**PROBLEM:**
Select each line of the listing below that contains the word "sign", and copy those lines out. Case counts.

**DATA ROWS:**
* START *
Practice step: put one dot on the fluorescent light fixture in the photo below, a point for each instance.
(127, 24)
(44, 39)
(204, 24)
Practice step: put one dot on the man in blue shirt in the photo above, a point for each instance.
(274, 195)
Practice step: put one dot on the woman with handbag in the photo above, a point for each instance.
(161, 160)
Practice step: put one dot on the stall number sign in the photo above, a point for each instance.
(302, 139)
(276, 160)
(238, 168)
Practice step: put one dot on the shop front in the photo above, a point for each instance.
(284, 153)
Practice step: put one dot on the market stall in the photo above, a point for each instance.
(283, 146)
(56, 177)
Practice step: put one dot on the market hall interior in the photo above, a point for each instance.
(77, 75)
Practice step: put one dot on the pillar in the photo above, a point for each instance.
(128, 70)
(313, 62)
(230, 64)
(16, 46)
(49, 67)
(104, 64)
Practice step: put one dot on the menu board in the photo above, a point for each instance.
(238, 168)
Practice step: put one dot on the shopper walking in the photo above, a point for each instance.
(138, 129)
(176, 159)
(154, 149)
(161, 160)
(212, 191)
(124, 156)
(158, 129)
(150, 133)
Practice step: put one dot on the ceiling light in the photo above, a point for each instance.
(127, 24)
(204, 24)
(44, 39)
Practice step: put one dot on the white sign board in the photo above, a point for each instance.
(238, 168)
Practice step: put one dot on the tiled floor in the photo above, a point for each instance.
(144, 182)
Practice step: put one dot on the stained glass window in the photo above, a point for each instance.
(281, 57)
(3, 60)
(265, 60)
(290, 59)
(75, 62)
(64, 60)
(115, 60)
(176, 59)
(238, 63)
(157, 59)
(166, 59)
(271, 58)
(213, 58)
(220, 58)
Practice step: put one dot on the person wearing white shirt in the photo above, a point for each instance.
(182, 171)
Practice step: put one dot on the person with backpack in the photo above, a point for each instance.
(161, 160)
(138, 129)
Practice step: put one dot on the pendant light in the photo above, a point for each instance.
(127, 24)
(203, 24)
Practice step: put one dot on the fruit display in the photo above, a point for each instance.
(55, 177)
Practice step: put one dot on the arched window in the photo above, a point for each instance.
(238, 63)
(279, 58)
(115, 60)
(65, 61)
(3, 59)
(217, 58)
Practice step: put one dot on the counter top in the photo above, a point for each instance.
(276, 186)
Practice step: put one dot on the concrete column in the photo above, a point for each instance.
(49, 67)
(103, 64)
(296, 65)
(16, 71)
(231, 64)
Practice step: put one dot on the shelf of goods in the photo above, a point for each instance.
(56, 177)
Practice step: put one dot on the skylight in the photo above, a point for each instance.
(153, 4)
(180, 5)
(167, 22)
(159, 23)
* END *
* START *
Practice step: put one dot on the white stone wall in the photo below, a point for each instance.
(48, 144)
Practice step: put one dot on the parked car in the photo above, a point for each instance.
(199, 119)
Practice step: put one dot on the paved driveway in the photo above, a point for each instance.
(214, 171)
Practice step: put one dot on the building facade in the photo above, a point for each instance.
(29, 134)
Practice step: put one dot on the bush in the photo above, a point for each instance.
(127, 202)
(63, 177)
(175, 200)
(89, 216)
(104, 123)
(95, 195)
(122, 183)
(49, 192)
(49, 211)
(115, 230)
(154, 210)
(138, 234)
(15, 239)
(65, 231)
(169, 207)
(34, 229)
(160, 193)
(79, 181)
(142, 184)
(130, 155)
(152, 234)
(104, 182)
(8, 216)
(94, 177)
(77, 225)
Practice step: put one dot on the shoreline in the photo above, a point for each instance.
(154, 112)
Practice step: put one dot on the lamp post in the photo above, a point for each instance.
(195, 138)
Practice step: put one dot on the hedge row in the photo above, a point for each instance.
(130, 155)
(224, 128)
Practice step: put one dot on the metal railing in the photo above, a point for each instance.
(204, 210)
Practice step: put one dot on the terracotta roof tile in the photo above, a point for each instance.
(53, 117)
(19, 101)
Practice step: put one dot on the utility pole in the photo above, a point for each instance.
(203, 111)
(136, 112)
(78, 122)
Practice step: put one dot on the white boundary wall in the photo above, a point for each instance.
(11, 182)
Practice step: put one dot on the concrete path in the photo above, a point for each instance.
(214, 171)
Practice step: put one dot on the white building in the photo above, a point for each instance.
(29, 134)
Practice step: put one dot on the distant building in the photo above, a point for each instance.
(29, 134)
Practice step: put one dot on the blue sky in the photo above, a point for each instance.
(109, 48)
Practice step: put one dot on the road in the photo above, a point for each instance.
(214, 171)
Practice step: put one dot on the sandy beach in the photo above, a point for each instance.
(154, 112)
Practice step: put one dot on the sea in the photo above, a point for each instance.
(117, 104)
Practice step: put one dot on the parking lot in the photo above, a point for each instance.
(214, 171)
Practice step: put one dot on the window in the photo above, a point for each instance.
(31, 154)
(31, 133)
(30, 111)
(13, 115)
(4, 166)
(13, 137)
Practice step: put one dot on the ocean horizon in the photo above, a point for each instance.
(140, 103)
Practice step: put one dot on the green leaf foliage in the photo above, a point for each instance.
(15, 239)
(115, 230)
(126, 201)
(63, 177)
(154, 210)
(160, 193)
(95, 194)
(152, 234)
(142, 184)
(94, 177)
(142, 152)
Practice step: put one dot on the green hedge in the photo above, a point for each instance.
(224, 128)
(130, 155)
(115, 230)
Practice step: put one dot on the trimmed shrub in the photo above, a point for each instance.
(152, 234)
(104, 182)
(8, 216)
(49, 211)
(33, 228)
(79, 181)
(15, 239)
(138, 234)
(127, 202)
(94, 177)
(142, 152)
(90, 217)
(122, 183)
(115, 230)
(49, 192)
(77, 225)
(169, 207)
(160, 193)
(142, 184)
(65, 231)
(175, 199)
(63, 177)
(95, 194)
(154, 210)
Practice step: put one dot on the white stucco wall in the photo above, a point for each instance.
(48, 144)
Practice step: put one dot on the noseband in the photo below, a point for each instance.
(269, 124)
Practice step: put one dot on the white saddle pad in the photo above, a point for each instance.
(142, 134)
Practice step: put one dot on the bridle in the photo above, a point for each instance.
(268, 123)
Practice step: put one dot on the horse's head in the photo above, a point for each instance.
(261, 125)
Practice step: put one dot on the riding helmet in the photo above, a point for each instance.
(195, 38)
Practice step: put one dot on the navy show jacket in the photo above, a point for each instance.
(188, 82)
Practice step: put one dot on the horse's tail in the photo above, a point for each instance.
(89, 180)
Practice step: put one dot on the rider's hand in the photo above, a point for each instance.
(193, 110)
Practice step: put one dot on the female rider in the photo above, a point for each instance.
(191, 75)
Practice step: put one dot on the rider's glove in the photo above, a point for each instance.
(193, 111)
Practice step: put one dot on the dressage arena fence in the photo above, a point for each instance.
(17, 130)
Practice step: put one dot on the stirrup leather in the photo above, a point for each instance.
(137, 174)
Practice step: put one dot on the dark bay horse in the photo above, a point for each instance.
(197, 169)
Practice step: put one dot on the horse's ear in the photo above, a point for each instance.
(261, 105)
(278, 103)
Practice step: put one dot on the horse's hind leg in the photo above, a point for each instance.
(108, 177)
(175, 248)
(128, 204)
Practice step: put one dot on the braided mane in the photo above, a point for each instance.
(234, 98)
* END *
* START *
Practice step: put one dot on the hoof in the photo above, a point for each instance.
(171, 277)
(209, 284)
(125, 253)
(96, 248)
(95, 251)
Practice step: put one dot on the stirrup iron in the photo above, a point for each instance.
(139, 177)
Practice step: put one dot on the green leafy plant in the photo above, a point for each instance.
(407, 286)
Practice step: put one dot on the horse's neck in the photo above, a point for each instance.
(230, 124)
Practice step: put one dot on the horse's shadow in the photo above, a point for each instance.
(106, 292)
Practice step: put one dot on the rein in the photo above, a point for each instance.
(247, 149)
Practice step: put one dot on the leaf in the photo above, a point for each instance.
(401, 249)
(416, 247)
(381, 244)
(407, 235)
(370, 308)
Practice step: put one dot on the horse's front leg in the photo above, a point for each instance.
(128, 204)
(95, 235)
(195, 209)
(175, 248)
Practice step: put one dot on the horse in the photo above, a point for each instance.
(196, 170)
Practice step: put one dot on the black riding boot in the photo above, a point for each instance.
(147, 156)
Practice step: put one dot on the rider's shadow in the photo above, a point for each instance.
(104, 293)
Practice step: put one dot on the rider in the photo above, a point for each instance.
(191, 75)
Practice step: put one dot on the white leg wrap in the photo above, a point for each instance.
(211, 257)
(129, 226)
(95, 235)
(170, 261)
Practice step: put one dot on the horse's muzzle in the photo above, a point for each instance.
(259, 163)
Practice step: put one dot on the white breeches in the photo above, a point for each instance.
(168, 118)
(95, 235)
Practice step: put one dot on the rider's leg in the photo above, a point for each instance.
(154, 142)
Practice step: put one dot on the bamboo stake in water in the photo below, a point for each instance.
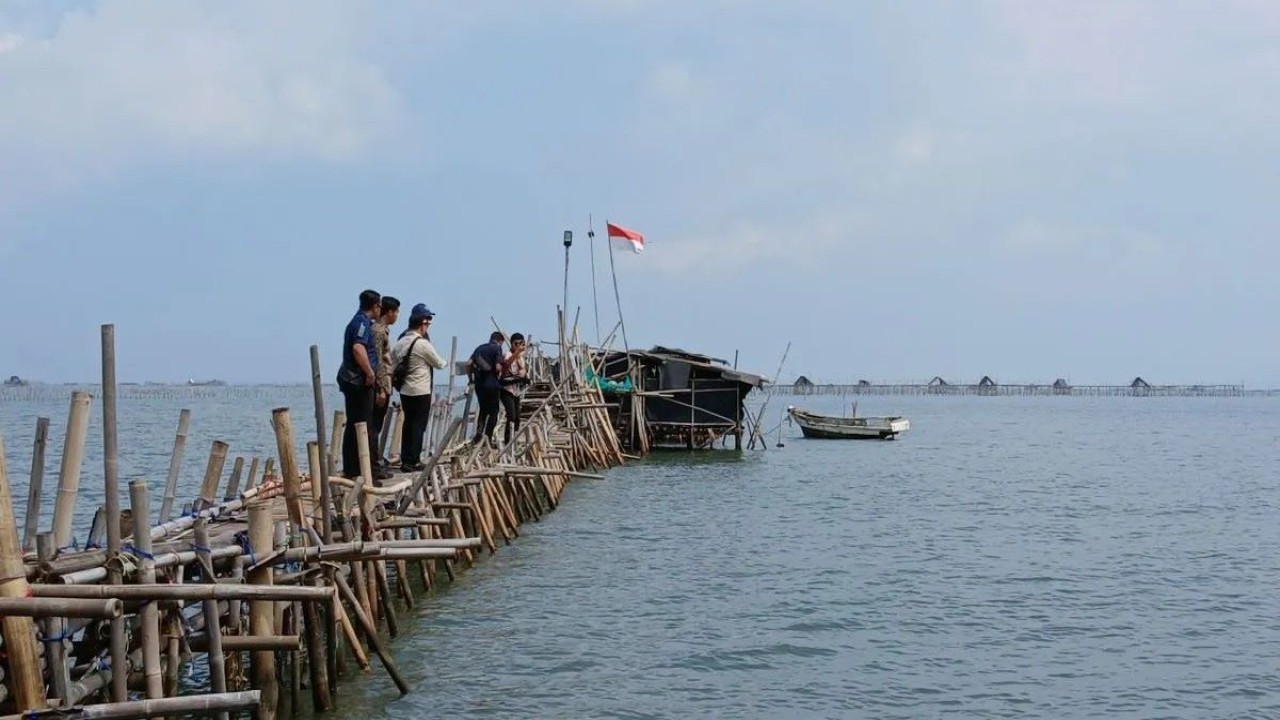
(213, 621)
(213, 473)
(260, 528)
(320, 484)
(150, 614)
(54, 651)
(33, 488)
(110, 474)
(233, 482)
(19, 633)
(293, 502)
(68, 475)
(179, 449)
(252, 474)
* END *
**ANSWER TO THE TASK:**
Practice step: put one dot on the stall number sign in the photo above, a point for each instance.
Practice step: put one dot on the white sign board in the photo above, a point for each instance.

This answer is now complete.